### Yapılacak İş
Aşağıdaki Danıştay kararında "Temyiz Eden (Davacı)" ifadesinden başlayıp "Özeti : Savunma verilmemiştir." ifadesine kadar uzanan bölümün tamamını hiçbir değişiklik yapmadan yazınız.

### Verilen Metin
Danıştay Kararı 15. Daire 2012/11740 E. 2015/7257 K. 09.11.2015 T.

Danıştay 15. Daire Başkanlığı         2012/11740 E.  ,  2015/7257 K.
T.C.
D A N I Ş T A Y
ON BEŞİNCİ DAİRE
Esas No : 2012/11740
Karar No : 2015/7257

Temyiz Eden (Davacı) :
Vekili :
Karşı Taraf (Davalı) :
İstemin Özeti : … İdare Mahkemesi’nin … tarih ve E:…; K:… sayılı kararının temyizen incelenerek bozulması istenilmektedir.
Savunmanın Özeti : Savunma verilmemiştir.
Düşüncesi : Temyize konu mahkeme kararının bozulması gerektiği düşünülmektedir.

### Gösterilen Bilgiler
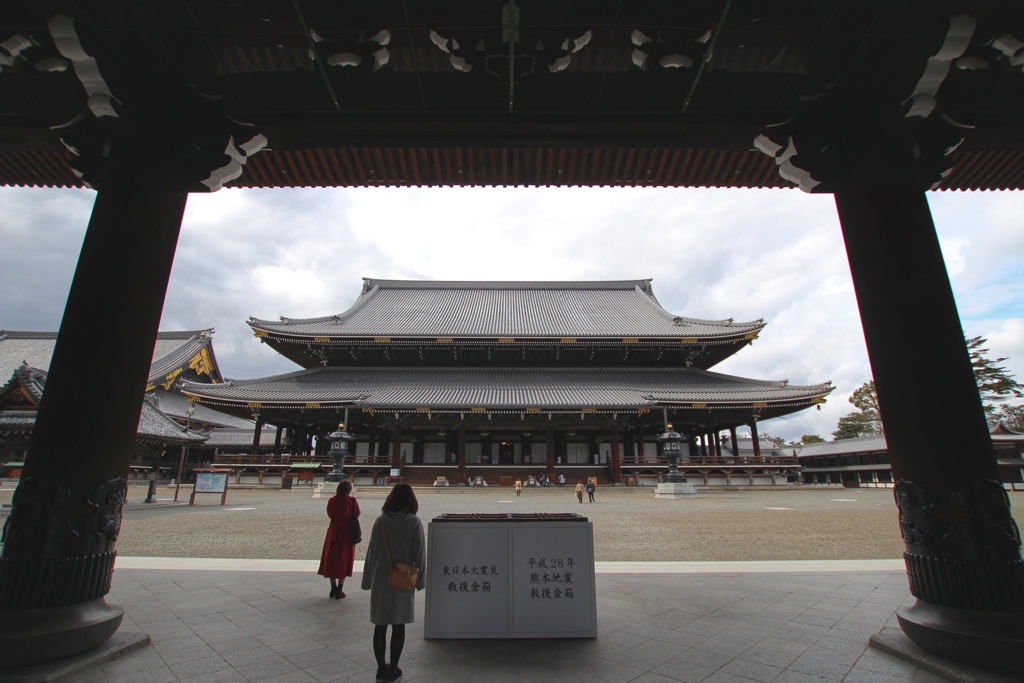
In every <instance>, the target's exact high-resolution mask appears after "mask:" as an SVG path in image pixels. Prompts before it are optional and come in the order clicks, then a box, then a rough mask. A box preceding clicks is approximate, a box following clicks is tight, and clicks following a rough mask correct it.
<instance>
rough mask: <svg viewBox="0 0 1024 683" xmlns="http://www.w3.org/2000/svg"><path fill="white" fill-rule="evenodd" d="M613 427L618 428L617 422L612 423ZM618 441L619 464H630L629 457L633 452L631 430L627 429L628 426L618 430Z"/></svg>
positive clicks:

### Alıştırmanın Çıktısı
Temyiz Eden (Davacı) :
Vekili :
Karşı Taraf (Davalı) :
İstemin Özeti : … İdare Mahkemesi’nin … tarih ve E:…; K:… sayılı kararının temyizen incelenerek bozulması istenilmektedir.
Savunmanın Özeti : Savunma verilmemiştir.